[Stored data entries]
◆ ◆ ◆ ◆ ◆ ◆ ◆
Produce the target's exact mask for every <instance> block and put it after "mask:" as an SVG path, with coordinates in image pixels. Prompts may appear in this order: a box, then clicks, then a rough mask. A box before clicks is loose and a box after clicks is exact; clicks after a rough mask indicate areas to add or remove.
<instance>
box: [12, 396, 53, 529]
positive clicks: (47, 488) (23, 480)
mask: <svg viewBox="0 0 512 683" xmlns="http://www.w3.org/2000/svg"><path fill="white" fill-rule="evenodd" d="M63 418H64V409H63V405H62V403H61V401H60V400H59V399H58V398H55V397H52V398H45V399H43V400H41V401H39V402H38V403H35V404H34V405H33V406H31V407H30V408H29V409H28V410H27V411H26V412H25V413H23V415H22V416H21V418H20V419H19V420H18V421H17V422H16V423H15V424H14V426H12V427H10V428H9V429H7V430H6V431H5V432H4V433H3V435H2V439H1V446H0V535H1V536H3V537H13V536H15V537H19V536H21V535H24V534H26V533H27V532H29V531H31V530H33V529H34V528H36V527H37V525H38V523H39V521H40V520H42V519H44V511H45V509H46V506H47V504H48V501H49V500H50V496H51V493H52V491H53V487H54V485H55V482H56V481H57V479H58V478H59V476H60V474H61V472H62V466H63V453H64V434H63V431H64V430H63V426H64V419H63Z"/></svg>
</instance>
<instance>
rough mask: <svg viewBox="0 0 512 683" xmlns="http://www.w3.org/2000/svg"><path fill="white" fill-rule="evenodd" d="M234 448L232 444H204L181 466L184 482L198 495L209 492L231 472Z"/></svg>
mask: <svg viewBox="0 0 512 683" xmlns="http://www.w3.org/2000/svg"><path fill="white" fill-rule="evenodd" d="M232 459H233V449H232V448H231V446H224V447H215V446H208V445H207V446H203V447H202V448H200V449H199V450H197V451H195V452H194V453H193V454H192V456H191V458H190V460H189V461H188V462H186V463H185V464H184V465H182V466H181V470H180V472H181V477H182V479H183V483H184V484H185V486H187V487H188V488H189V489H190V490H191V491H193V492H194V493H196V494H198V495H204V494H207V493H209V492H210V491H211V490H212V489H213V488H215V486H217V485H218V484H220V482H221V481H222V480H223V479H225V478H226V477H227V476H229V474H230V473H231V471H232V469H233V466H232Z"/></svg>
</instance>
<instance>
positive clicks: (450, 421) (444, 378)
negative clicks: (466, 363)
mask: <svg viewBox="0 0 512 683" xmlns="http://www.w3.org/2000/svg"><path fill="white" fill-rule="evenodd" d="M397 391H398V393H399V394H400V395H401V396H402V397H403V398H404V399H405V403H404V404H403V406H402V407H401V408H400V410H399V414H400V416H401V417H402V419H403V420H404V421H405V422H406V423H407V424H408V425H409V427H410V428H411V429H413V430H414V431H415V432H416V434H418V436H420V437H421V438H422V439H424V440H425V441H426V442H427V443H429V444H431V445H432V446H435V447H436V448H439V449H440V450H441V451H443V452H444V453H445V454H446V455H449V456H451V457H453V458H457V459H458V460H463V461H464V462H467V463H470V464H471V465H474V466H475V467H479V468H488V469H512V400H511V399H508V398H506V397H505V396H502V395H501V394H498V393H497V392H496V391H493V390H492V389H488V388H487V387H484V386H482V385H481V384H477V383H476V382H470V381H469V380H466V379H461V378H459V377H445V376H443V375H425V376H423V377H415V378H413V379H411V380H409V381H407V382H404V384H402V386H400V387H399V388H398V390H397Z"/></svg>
◆ ◆ ◆ ◆ ◆ ◆ ◆
Output all of the material above word for word, changing nothing.

Produce the target's exact mask for every <instance> block and put it after "mask:" as an SVG path, with coordinates in image pixels. Prompts may appear in this order: a box, then clicks, then a rough mask. A box before clicks is loose and a box after clicks is exact; clicks after a rough mask indicate areas to add or remove.
<instance>
box: [12, 396, 53, 529]
positive clicks: (47, 488) (23, 480)
mask: <svg viewBox="0 0 512 683" xmlns="http://www.w3.org/2000/svg"><path fill="white" fill-rule="evenodd" d="M63 418H64V409H63V405H62V403H61V401H60V400H59V399H58V398H55V397H52V398H45V399H43V400H41V401H39V402H38V403H35V404H34V405H33V406H31V407H30V408H29V409H28V410H27V411H26V412H25V413H23V415H22V416H21V418H20V419H19V420H18V421H17V422H16V423H15V424H14V426H12V427H10V428H9V429H7V430H6V431H5V432H4V433H3V435H2V439H1V446H0V535H1V536H3V537H13V536H15V537H19V536H21V535H24V534H26V533H27V532H29V531H31V530H33V529H34V528H36V527H37V525H38V523H39V521H40V520H42V519H44V511H45V509H46V506H47V504H48V501H49V500H50V496H51V493H52V491H53V487H54V485H55V482H56V481H57V479H58V478H59V476H60V474H61V472H62V466H63V453H64V434H63V431H64V430H63V426H64V419H63Z"/></svg>
</instance>
<instance>
rough mask: <svg viewBox="0 0 512 683" xmlns="http://www.w3.org/2000/svg"><path fill="white" fill-rule="evenodd" d="M234 448L232 444H204L181 466L184 482L198 495L209 492L231 472Z"/></svg>
mask: <svg viewBox="0 0 512 683" xmlns="http://www.w3.org/2000/svg"><path fill="white" fill-rule="evenodd" d="M232 459H233V449H232V448H231V446H224V447H215V446H208V445H207V446H203V447H202V448H200V449H199V450H197V451H195V452H194V453H193V454H192V456H191V458H190V460H189V461H188V462H186V463H185V464H184V465H182V466H181V470H180V472H181V477H182V479H183V483H184V484H185V486H187V487H188V488H189V489H190V490H191V491H193V492H194V493H196V494H198V495H204V494H207V493H209V492H210V491H211V490H212V489H213V488H215V486H217V485H218V484H220V482H221V481H222V480H223V479H225V478H226V477H227V476H229V474H230V473H231V471H232V469H233V466H232Z"/></svg>
</instance>
<instance>
positive clicks: (450, 421) (444, 378)
negative clicks: (466, 363)
mask: <svg viewBox="0 0 512 683" xmlns="http://www.w3.org/2000/svg"><path fill="white" fill-rule="evenodd" d="M397 391H398V393H399V394H400V395H401V396H402V397H403V398H404V399H405V403H404V404H403V406H402V407H401V408H400V410H399V414H400V416H401V417H402V419H403V420H404V421H405V422H406V423H407V424H408V425H409V427H410V428H411V429H413V430H414V431H415V432H416V434H418V436H420V437H421V438H422V439H424V440H425V441H426V442H427V443H429V444H431V445H432V446H435V447H436V448H439V449H440V450H441V451H443V452H444V453H445V454H446V455H449V456H451V457H453V458H457V459H458V460H463V461H464V462H467V463H470V464H471V465H474V466H475V467H479V468H488V469H512V400H511V399H508V398H506V397H505V396H502V395H501V394H498V393H497V392H496V391H493V390H492V389H488V388H487V387H484V386H482V385H481V384H477V383H476V382H470V381H469V380H466V379H461V378H459V377H445V376H443V375H425V376H423V377H415V378H413V379H411V380H409V381H407V382H404V384H402V386H400V387H399V388H398V390H397Z"/></svg>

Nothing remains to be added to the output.